Dati per l'identificazione delle posizioni:
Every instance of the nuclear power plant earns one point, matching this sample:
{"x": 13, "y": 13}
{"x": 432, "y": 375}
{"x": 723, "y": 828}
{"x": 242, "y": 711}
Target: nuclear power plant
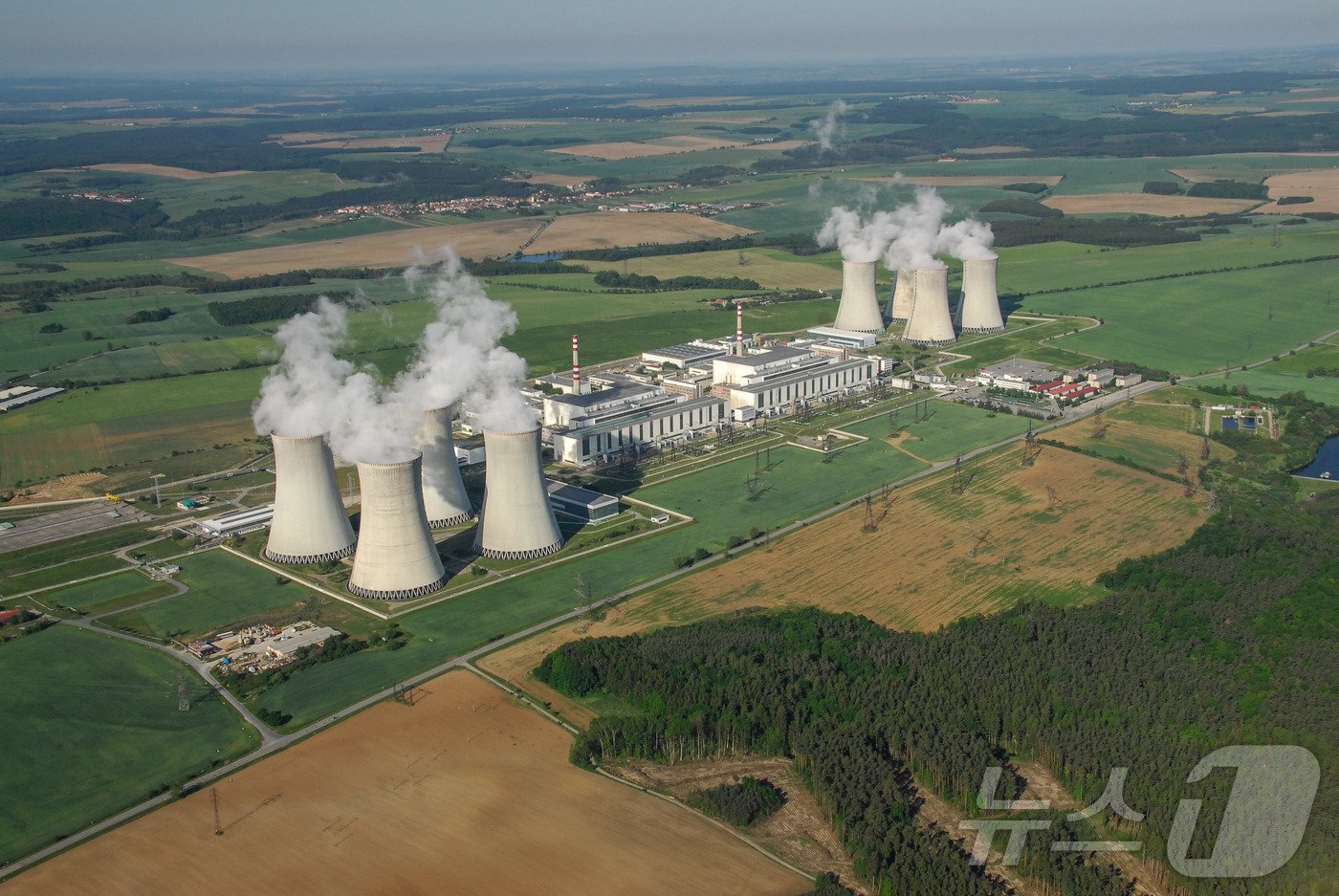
{"x": 397, "y": 557}
{"x": 900, "y": 308}
{"x": 931, "y": 321}
{"x": 444, "y": 492}
{"x": 859, "y": 310}
{"x": 517, "y": 521}
{"x": 310, "y": 522}
{"x": 979, "y": 308}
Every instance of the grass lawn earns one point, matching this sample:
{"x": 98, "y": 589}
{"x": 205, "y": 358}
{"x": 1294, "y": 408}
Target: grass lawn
{"x": 224, "y": 591}
{"x": 91, "y": 726}
{"x": 1196, "y": 324}
{"x": 103, "y": 595}
{"x": 60, "y": 574}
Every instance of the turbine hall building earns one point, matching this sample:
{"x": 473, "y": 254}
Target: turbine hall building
{"x": 777, "y": 380}
{"x": 625, "y": 420}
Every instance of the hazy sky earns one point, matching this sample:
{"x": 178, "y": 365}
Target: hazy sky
{"x": 50, "y": 36}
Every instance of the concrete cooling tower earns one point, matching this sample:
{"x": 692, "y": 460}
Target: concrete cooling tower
{"x": 310, "y": 522}
{"x": 859, "y": 308}
{"x": 397, "y": 558}
{"x": 979, "y": 311}
{"x": 517, "y": 521}
{"x": 444, "y": 492}
{"x": 931, "y": 323}
{"x": 904, "y": 294}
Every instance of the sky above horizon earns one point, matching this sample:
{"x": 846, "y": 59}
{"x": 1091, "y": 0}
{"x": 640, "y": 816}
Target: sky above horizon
{"x": 77, "y": 36}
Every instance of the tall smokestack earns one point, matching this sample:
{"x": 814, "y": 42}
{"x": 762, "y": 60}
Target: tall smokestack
{"x": 576, "y": 367}
{"x": 859, "y": 308}
{"x": 517, "y": 521}
{"x": 397, "y": 558}
{"x": 310, "y": 522}
{"x": 445, "y": 501}
{"x": 931, "y": 323}
{"x": 904, "y": 294}
{"x": 979, "y": 311}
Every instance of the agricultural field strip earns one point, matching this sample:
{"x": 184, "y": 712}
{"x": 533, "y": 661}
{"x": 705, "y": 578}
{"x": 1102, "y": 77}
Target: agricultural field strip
{"x": 276, "y": 742}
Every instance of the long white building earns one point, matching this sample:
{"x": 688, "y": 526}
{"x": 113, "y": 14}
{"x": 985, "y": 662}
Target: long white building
{"x": 628, "y": 418}
{"x": 779, "y": 378}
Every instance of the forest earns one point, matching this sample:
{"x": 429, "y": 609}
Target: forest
{"x": 1227, "y": 639}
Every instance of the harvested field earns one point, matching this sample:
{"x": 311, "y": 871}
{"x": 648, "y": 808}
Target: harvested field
{"x": 991, "y": 150}
{"x": 639, "y": 149}
{"x": 1145, "y": 204}
{"x": 1149, "y": 434}
{"x": 970, "y": 180}
{"x": 799, "y": 832}
{"x": 461, "y": 793}
{"x": 1322, "y": 185}
{"x": 161, "y": 170}
{"x": 934, "y": 557}
{"x": 560, "y": 180}
{"x": 604, "y": 229}
{"x": 475, "y": 240}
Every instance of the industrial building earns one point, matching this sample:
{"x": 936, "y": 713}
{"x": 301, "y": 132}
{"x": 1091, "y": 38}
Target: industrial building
{"x": 517, "y": 520}
{"x": 582, "y": 504}
{"x": 776, "y": 380}
{"x": 626, "y": 420}
{"x": 979, "y": 308}
{"x": 395, "y": 557}
{"x": 859, "y": 310}
{"x": 238, "y": 521}
{"x": 310, "y": 522}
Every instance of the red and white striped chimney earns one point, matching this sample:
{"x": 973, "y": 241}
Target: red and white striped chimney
{"x": 576, "y": 367}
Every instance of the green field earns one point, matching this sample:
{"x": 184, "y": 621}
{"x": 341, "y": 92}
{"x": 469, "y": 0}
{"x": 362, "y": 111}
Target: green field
{"x": 91, "y": 726}
{"x": 107, "y": 594}
{"x": 800, "y": 484}
{"x": 224, "y": 591}
{"x": 1196, "y": 324}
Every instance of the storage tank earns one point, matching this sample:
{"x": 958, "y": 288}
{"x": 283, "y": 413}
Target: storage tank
{"x": 859, "y": 310}
{"x": 517, "y": 521}
{"x": 395, "y": 558}
{"x": 979, "y": 311}
{"x": 904, "y": 294}
{"x": 445, "y": 500}
{"x": 310, "y": 522}
{"x": 931, "y": 323}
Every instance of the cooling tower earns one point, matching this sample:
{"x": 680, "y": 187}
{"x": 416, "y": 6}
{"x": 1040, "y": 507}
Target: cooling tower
{"x": 517, "y": 521}
{"x": 310, "y": 521}
{"x": 395, "y": 557}
{"x": 444, "y": 492}
{"x": 931, "y": 323}
{"x": 904, "y": 294}
{"x": 859, "y": 308}
{"x": 979, "y": 313}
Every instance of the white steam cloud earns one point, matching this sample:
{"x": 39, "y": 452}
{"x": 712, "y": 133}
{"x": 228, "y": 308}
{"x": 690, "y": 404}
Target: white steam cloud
{"x": 311, "y": 391}
{"x": 968, "y": 240}
{"x": 300, "y": 395}
{"x": 829, "y": 127}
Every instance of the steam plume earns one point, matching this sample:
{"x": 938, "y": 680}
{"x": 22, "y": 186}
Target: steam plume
{"x": 300, "y": 395}
{"x": 829, "y": 126}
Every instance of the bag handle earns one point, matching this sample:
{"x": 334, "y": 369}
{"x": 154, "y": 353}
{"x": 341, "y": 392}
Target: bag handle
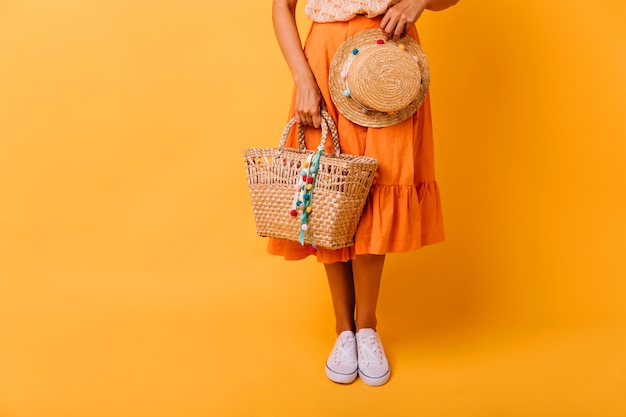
{"x": 327, "y": 124}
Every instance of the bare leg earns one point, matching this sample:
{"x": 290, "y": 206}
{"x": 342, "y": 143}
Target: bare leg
{"x": 341, "y": 286}
{"x": 367, "y": 270}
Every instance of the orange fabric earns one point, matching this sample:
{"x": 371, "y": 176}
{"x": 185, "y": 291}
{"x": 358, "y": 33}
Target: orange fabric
{"x": 403, "y": 211}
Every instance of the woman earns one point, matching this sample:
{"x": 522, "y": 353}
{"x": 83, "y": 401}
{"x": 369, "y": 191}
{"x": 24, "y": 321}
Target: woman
{"x": 402, "y": 212}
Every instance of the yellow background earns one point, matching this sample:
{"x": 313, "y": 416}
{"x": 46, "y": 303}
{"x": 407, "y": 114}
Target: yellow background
{"x": 131, "y": 281}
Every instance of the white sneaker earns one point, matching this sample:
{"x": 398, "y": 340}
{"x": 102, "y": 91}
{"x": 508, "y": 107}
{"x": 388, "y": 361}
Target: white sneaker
{"x": 342, "y": 364}
{"x": 373, "y": 366}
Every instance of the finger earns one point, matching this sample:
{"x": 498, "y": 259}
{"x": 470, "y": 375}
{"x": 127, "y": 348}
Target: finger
{"x": 389, "y": 27}
{"x": 384, "y": 22}
{"x": 317, "y": 120}
{"x": 399, "y": 30}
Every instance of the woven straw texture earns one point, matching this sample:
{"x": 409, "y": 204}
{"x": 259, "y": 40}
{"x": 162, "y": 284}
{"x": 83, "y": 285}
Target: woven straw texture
{"x": 341, "y": 188}
{"x": 387, "y": 82}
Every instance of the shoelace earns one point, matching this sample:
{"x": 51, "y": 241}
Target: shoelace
{"x": 369, "y": 351}
{"x": 345, "y": 351}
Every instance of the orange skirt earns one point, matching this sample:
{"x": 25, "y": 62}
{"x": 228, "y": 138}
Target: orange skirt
{"x": 403, "y": 210}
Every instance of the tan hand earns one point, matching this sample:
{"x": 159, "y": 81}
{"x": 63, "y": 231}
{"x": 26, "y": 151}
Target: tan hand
{"x": 307, "y": 104}
{"x": 401, "y": 17}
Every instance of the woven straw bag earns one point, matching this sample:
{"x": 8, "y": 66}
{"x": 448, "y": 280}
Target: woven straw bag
{"x": 308, "y": 196}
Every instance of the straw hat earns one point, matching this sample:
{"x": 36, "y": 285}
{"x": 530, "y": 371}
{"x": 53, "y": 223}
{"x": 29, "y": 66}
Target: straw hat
{"x": 377, "y": 83}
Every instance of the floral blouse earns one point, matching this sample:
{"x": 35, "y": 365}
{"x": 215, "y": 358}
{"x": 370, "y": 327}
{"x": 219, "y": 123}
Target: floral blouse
{"x": 341, "y": 10}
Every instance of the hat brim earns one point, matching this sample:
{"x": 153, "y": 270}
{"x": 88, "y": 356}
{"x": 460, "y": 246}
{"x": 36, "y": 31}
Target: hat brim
{"x": 350, "y": 108}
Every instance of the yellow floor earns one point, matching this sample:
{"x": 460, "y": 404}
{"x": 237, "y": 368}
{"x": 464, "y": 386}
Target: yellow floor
{"x": 131, "y": 281}
{"x": 121, "y": 342}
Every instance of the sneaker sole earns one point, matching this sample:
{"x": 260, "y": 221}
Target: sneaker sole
{"x": 375, "y": 382}
{"x": 340, "y": 378}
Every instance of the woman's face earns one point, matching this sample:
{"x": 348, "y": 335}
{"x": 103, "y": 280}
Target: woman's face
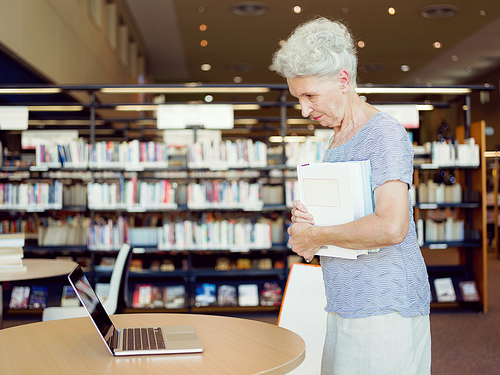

:: Dettagli del compito ::
Individua nei dati qui sopra ogni riga che contiene la parola "hazy" e ricopiala, tenendo conto di maiuscole e minuscole.

:: La soluzione ::
Every instance of the hazy sky earns one point, matching this sample:
Target: hazy sky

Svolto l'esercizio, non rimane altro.